Records from a collection
Content starts
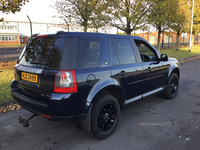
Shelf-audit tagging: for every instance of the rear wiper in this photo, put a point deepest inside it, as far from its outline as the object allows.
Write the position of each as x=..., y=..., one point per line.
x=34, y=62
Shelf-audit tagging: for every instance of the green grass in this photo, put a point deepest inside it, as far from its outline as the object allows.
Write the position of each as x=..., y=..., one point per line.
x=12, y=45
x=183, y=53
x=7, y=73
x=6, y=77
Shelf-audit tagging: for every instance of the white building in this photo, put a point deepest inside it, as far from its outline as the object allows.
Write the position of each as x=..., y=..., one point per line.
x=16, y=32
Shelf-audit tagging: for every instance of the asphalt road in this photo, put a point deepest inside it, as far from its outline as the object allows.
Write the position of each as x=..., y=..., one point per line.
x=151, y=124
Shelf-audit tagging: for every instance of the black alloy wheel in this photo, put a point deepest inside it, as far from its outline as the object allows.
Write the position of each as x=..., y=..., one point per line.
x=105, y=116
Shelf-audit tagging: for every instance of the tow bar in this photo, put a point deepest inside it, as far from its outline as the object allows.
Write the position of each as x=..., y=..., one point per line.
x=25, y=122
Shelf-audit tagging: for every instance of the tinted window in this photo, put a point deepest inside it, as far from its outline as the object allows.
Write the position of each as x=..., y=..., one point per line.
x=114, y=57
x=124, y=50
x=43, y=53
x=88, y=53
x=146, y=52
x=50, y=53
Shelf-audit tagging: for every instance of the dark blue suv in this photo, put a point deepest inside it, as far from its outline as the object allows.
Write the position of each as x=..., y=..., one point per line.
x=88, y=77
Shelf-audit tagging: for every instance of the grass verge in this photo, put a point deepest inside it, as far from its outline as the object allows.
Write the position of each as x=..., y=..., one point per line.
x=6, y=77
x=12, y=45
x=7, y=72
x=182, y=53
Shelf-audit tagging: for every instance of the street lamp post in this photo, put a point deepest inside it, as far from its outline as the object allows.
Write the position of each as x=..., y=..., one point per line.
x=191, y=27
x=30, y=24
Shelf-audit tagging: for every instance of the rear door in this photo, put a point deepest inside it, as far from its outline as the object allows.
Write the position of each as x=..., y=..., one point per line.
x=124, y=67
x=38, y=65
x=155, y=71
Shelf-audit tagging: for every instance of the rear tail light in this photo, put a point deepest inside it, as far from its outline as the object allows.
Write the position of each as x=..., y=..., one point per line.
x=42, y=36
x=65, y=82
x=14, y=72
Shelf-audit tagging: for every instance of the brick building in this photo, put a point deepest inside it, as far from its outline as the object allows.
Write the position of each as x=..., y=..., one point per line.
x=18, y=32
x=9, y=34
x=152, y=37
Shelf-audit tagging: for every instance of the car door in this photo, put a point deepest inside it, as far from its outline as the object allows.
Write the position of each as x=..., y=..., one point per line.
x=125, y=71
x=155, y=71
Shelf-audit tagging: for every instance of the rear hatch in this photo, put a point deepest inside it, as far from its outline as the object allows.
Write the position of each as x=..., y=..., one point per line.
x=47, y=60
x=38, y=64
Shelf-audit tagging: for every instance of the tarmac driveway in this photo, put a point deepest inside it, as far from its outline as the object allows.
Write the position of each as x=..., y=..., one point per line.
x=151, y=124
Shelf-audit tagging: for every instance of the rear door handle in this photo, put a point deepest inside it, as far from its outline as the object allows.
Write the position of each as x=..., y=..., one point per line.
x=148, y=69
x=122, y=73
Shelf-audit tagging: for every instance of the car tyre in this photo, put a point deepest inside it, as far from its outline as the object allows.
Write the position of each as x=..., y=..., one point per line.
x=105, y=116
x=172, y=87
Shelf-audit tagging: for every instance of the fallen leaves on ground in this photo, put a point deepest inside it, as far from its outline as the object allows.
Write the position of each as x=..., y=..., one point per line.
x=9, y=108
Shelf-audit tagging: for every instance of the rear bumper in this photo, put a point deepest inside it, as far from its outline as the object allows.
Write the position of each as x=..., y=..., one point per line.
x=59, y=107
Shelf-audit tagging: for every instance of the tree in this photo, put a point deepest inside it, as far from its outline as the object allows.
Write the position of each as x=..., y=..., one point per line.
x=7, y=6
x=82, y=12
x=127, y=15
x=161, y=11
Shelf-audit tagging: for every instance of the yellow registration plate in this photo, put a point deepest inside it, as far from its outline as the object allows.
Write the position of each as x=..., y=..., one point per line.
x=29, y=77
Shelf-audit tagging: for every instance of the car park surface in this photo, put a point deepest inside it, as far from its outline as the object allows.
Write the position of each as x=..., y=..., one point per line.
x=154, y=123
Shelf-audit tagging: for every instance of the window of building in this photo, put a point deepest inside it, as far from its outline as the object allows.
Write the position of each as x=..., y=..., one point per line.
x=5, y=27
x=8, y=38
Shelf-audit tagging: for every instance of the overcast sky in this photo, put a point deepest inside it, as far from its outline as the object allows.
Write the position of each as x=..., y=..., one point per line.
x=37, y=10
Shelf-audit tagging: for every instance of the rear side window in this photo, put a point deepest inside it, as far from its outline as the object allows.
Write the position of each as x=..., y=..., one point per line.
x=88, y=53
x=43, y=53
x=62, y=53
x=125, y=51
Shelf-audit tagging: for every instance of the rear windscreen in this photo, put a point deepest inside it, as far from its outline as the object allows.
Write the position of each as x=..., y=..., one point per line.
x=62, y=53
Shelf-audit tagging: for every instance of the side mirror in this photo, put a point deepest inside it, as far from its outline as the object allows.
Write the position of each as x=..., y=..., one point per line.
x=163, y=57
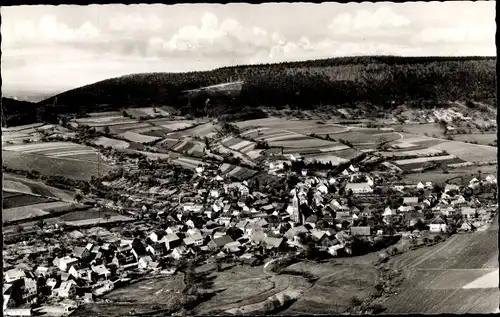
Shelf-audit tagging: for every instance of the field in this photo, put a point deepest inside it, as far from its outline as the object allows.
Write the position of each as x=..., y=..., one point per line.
Content ends
WORK ITEM
Transcribe the records verbatim and omit the images.

RESPONSE TO THE TASK
Shelf-audit tagging: for every instance of the rear wiper in this photo, put a point deepest inside it, as far from its outline as the object allows.
Write the position of each as x=..., y=..., one point per line.
x=34, y=62
Shelf-audit tagging: for every instance of the green grass in this photo, put a point deepest inside it, as far from its outline as the object allows.
Write the position of each as x=..., y=..., one point per line.
x=12, y=45
x=183, y=53
x=7, y=73
x=6, y=77
Shelf-audit tagging: for every instance of the white building in this photo, put a point deepest inside it, as far from its outline as the object allows.
Write the position of each as x=..., y=..., one point per line.
x=16, y=32
Shelf-audit tagging: for every instance of the asphalt road in this photo, put a point deepest inside it, as far from its outline as the object allows.
Write the position of each as x=..., y=..., one point per line.
x=151, y=124
Shelf-audit tagging: for every instance of the black alloy wheel in this photo, put a point deepest inside it, as far from its outline as the object allows.
Write the position of each as x=..., y=..., one point per line.
x=105, y=116
Shelf-audit tagging: for every instance of the tow bar in this photo, put a point deepest inside it, as far from its outline as the object allows.
Write the position of each as x=..., y=..., one point per line.
x=25, y=122
Shelf-audit tagging: for every instance of the tinted window in this photo, put a point deepest inside it, as far from its outline as the object allows.
Write the position of each as x=..., y=..., one point per line.
x=114, y=57
x=124, y=50
x=43, y=53
x=88, y=53
x=146, y=52
x=50, y=53
Shelf-audit tagging: for every instance of the dark blue suv in this photo, put a point deepest inside it, as far from its outline as the object allows.
Write the position of each as x=..., y=..., one point per line.
x=88, y=77
Shelf-audit tagging: for every instance of the grass verge in this photo, put a point deepest inside it, as far from its outline as the object allows.
Write the position of each as x=..., y=..., one point per line.
x=6, y=77
x=12, y=45
x=7, y=72
x=182, y=53
Shelf-audit tagging: for every instance of the street lamp post in this photo, put a point deepest inside it, as far from its outline as the object allows.
Write the position of each as x=..., y=..., one point per line.
x=191, y=27
x=30, y=24
Shelf-audit tagging: for every instance of the rear door in this photo, put a point deepest inside it, as far from its outline as the object allows.
Write the position of each as x=..., y=..., one point per line.
x=124, y=67
x=38, y=65
x=155, y=71
Shelf-audit tagging: for every instance of the rear tail light in this photo, put a point deepest inside it, as far from its outline as the object allows.
Write the position of each as x=..., y=..., one point per line.
x=42, y=36
x=65, y=82
x=14, y=72
Shelf-audit tagging: for every instance of the brick building in this photo, put a point deepest inside it, as far from its outline as the object allows.
Write the position of each as x=..., y=..., one point per line.
x=18, y=32
x=9, y=34
x=152, y=37
Shelf-audit tagging: for every instance of the car door in this photo, put a point deepest inside it, as far from its outline as the object allows.
Write the position of each as x=..., y=..., one point per line.
x=125, y=71
x=155, y=71
Shelf-audit tagging: for every instance of the rear hatch in this photo, put a point deepest inside it, as far from its outline as the object allows.
Write the position of each as x=..., y=..., one point per line.
x=47, y=60
x=38, y=64
Shelf-audit tagging: for every instance of the tarmac driveway in this photo, put a point deepest inside it, as far from its outline as the object allows.
Write the position of each as x=..., y=..., one point per line.
x=151, y=124
Shelf-audit tagging: for every instance of the rear door handle in this photo, put a point deepest inside it, as far from its outline as the object allows.
Write the position of each as x=..., y=..., one point per line.
x=148, y=69
x=122, y=73
Shelf-audit tagging: for every instance of the car tyre in this photo, put a point deepest inside it, as far from its outline as the object allows.
Write the position of each as x=..., y=..., one point per line.
x=105, y=116
x=172, y=87
Shelf-audit tagging: for every instance of the fallen leaves on ground in this photo, put a point deepest inside it, as far from its outline as the object allows.
Write the position of each as x=..., y=..., one point per line.
x=9, y=108
Shelf-audit tagging: for every instance of the rear bumper in this photo, put a point deepest inside it, as far from its outline as the object allows.
Write the position of each as x=..., y=..., one point per line.
x=59, y=107
Shelf-audit tagging: for every instance of the tree in this photo, put a point deepest inside it, as far from its outline as the object allows.
Write the position of each as x=..., y=..., one point per line.
x=7, y=6
x=82, y=12
x=127, y=15
x=161, y=11
Shelf-audit tagging: for every instance of the yellow registration plate in this photo, put a point deepest inside it, as far from its outline as the object allows.
Write the position of each as x=..., y=..., one point per line.
x=29, y=77
Shelf-audit tagging: for every instance of the car park surface in this photo, put a point deepest inside it, as far from its outline as the object allows.
Write the position of each as x=..., y=..., one point per line.
x=154, y=123
Shelf-audit tagging: for every instance of the window of building in this photo, put a point deepest inside it, as far from its outline as the object allows.
Write the position of each as x=..., y=..., one point per line.
x=5, y=27
x=8, y=38
Shelf-audit tagging: for every instance of the overcast sky in this photo, put a point deepest inside it, as far from its outline as the object allows.
Write the position of each as x=..., y=..., one point per line.
x=37, y=10
Shelf-audit tagging: for every instance of the rear side window in this photo, put a point deepest inside it, as far from its outline as the object allows.
Write the position of each as x=..., y=..., one point per line.
x=88, y=53
x=43, y=53
x=62, y=53
x=125, y=51
Shelf-audit tagging: for every instance of the rear windscreen in this photo, put a point deepest inside it, as far from its outline as the object allows.
Write the position of each as x=..., y=..., one point per line.
x=62, y=53
Shelf-audit tagging: for every instance of the side mirror in this photo, put a point deepest inside it, as far from its outline as the object allows.
Write the position of each as x=..., y=..., one point per line.
x=163, y=57
Shelf-audit tagging: for every instance of the field in this photo, put a point deepest inside it, as far from its outline as the object allows.
Write the position of each as x=..., y=..., one point per line.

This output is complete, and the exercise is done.